RECORDS PROVIDED: Begin
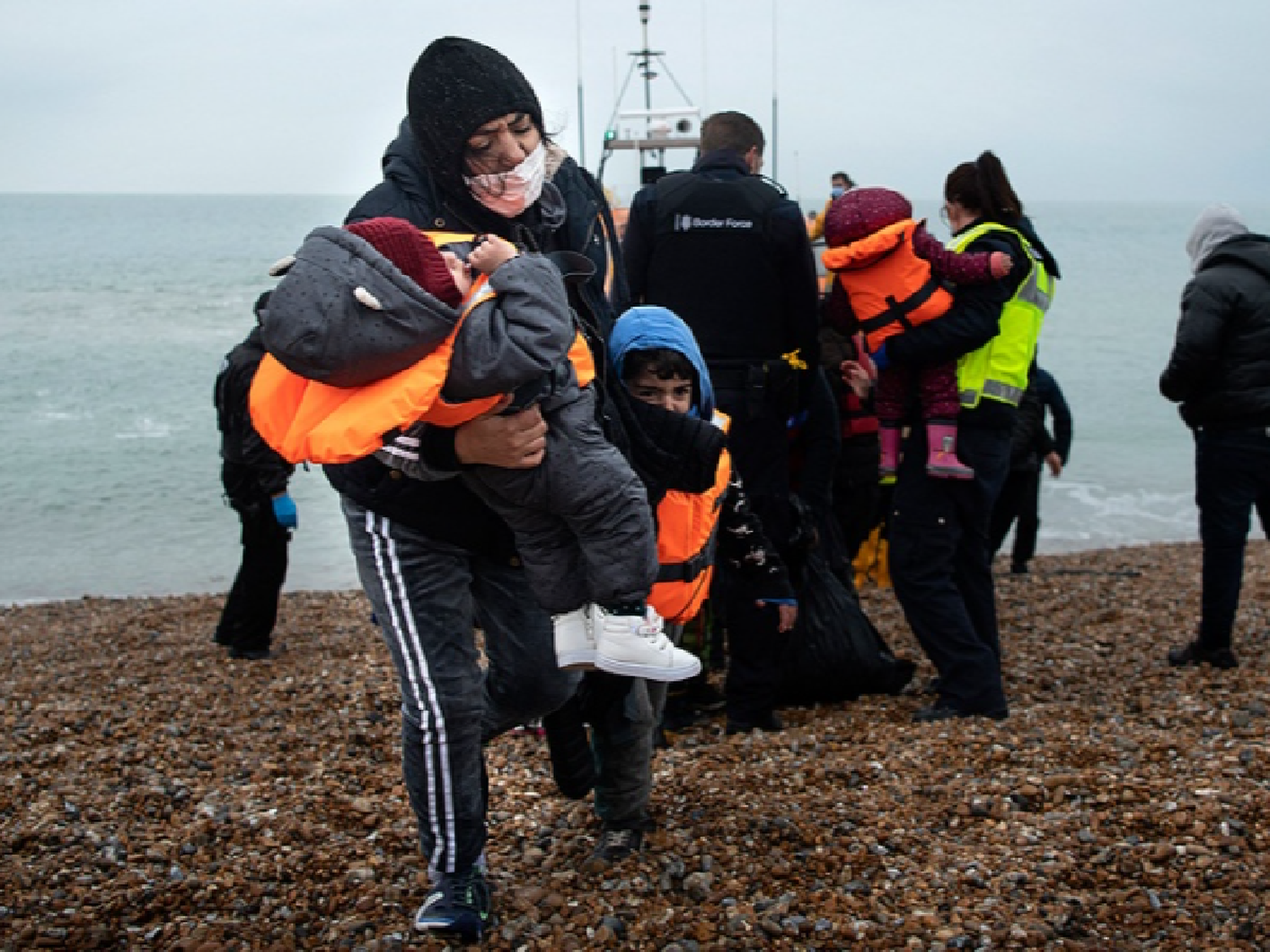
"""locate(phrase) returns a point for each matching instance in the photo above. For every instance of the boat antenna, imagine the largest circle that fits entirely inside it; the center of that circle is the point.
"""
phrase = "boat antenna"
(648, 129)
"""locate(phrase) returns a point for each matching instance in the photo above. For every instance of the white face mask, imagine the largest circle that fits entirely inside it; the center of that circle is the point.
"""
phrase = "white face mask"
(508, 193)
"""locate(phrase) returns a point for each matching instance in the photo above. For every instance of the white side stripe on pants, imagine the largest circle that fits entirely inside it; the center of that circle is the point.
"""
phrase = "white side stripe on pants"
(416, 664)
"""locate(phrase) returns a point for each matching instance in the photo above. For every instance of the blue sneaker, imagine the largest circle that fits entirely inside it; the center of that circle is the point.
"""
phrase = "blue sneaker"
(459, 904)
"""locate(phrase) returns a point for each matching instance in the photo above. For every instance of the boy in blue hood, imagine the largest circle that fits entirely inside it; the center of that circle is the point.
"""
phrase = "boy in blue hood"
(703, 520)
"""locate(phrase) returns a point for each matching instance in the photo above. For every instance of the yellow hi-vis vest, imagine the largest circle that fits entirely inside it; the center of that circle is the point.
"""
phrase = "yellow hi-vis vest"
(998, 370)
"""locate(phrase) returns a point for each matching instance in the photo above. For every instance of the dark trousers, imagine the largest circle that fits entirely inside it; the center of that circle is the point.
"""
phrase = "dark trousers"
(428, 597)
(1019, 504)
(754, 649)
(858, 493)
(251, 607)
(941, 569)
(1232, 472)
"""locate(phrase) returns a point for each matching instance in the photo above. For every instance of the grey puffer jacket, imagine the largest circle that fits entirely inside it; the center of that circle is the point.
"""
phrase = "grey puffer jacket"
(1219, 368)
(345, 315)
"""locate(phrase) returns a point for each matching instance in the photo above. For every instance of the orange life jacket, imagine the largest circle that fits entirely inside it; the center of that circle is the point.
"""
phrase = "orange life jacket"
(306, 421)
(891, 287)
(686, 526)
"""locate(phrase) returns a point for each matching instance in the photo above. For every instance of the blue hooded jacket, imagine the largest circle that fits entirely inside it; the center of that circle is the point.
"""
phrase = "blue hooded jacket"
(649, 327)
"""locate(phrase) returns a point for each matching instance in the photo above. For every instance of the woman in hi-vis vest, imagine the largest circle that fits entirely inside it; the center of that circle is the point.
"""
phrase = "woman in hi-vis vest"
(940, 555)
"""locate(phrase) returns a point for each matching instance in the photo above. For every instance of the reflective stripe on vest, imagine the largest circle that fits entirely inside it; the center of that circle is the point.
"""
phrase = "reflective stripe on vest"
(998, 370)
(686, 530)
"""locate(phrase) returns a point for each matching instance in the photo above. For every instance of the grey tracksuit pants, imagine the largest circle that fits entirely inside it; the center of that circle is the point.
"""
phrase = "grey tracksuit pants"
(428, 597)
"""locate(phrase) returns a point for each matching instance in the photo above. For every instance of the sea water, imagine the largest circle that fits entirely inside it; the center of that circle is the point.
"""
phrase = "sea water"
(116, 312)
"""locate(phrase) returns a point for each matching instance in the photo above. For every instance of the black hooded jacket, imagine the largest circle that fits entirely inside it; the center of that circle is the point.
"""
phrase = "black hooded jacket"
(571, 216)
(251, 470)
(1219, 368)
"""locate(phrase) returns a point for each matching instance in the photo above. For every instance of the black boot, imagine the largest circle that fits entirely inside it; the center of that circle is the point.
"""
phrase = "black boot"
(572, 762)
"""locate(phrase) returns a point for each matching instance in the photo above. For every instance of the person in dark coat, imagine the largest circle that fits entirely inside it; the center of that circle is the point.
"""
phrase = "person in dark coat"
(1031, 448)
(256, 487)
(472, 157)
(940, 560)
(1219, 373)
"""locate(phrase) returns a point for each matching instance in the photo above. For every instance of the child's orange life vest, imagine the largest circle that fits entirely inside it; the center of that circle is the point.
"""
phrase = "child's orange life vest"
(307, 421)
(891, 287)
(686, 526)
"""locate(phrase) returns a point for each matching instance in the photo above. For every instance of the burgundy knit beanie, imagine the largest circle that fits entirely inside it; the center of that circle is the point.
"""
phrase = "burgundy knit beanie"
(413, 253)
(863, 211)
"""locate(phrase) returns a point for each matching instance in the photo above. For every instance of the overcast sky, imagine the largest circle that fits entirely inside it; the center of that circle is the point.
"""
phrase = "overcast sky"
(1099, 99)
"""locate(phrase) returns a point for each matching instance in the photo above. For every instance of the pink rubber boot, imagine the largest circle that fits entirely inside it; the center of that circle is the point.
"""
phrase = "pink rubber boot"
(888, 438)
(941, 459)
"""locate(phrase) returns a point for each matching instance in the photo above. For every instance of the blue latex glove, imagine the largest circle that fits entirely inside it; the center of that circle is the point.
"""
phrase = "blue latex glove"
(879, 357)
(284, 510)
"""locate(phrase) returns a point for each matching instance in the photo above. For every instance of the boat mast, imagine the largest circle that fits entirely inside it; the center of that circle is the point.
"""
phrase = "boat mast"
(650, 131)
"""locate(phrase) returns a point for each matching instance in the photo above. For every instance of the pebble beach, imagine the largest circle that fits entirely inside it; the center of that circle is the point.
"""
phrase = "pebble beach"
(155, 795)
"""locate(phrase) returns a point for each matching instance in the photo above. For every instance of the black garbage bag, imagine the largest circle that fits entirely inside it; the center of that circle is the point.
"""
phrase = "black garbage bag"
(835, 652)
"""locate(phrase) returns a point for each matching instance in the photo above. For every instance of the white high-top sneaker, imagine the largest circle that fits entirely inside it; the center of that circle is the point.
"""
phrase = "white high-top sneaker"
(634, 645)
(574, 639)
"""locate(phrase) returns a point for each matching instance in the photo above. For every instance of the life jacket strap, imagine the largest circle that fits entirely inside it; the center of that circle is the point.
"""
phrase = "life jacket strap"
(899, 310)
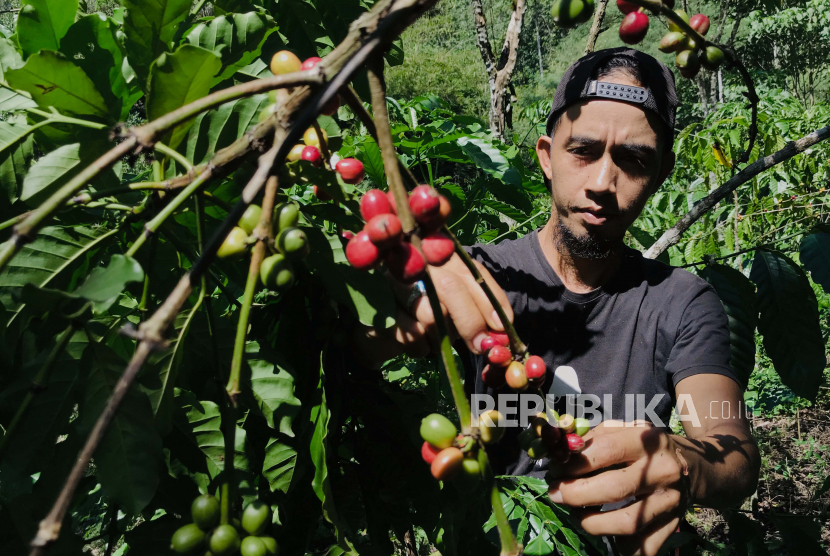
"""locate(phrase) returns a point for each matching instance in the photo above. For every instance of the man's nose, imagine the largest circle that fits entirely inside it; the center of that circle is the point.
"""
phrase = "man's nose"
(603, 180)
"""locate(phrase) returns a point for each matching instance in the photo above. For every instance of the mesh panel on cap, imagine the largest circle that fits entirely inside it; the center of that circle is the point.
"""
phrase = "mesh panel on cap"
(657, 77)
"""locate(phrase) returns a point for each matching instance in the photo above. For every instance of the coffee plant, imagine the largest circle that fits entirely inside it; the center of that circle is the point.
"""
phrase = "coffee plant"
(198, 211)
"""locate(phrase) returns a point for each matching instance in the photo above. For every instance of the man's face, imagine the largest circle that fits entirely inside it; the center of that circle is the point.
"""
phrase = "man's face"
(604, 161)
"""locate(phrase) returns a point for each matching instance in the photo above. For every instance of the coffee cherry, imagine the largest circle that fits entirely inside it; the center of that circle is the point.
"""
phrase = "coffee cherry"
(438, 248)
(309, 63)
(515, 376)
(320, 193)
(499, 356)
(271, 547)
(689, 63)
(384, 230)
(567, 423)
(250, 218)
(187, 539)
(234, 245)
(428, 452)
(447, 464)
(501, 338)
(310, 137)
(575, 443)
(284, 62)
(673, 26)
(312, 154)
(567, 13)
(712, 58)
(491, 427)
(700, 23)
(293, 243)
(405, 263)
(439, 219)
(627, 7)
(205, 511)
(373, 203)
(634, 28)
(438, 430)
(672, 42)
(424, 202)
(296, 153)
(351, 170)
(535, 369)
(286, 215)
(224, 541)
(256, 517)
(493, 376)
(361, 252)
(537, 449)
(581, 426)
(252, 546)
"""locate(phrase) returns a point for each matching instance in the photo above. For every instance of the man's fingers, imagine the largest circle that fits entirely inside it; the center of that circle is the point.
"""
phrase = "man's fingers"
(649, 541)
(632, 518)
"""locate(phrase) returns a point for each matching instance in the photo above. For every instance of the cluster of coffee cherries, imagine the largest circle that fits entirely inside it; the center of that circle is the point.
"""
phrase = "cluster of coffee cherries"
(205, 536)
(453, 456)
(382, 238)
(351, 170)
(690, 56)
(502, 368)
(291, 243)
(555, 437)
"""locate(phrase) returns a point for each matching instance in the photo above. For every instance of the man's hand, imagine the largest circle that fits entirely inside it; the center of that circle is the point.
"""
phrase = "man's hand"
(468, 312)
(645, 464)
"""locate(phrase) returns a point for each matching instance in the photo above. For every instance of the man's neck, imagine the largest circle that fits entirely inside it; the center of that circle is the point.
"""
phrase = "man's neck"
(577, 274)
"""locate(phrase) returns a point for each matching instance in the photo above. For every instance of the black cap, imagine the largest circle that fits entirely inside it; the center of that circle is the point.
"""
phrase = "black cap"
(658, 93)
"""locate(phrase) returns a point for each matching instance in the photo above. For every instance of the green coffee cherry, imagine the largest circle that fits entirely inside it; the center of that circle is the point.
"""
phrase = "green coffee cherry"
(187, 539)
(293, 243)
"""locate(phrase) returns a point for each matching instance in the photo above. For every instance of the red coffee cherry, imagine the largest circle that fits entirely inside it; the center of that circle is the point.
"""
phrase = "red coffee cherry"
(405, 263)
(361, 252)
(438, 248)
(428, 452)
(374, 202)
(312, 154)
(575, 443)
(425, 203)
(384, 230)
(500, 356)
(351, 170)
RECORDS PROVIDED: End
ABOUT THIS EXERCISE: Would you output the lines from the one that contains "the red coffee" to the end of the data, both ends included, exactly as they appear?

RESULT OF THIS EXERCISE:
"""locate(phrase) returns a point for each matching instance in the photo above. For every instance of the red coffee cherry, imagine the largest circle that fits entirely inside it; the center of that circle is the point.
"""
phrase = "red coffee cherry"
(405, 263)
(361, 252)
(438, 248)
(428, 452)
(374, 202)
(312, 154)
(575, 443)
(425, 203)
(384, 230)
(500, 356)
(351, 170)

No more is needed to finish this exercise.